Collected data:
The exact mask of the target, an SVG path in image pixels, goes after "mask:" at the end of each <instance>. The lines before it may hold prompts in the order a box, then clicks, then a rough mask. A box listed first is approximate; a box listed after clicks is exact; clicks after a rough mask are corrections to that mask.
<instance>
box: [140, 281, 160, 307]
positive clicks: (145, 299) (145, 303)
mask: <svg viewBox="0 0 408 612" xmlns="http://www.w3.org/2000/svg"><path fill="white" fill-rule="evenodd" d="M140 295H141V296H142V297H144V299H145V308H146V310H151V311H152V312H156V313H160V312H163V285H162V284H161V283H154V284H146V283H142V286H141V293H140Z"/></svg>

EXERCISE BRIEF: The records above are to be repeated exactly, in their entirety.

COMPLETED EXERCISE:
The exact mask of the target, an SVG path in image pixels, goes after "mask:" at the end of each <instance>. The lines before it may hold prompts in the order a box, then clicks, then a rough mask. A box listed first is approximate; a box listed after clicks is exact; clicks after a rough mask are corrections to that mask.
<instance>
box: [140, 281, 160, 307]
positive clicks: (145, 299) (145, 303)
mask: <svg viewBox="0 0 408 612" xmlns="http://www.w3.org/2000/svg"><path fill="white" fill-rule="evenodd" d="M140 295H141V296H142V297H144V299H145V308H146V310H151V311H152V312H156V313H160V312H163V285H162V284H161V283H154V284H146V283H142V286H141V293H140Z"/></svg>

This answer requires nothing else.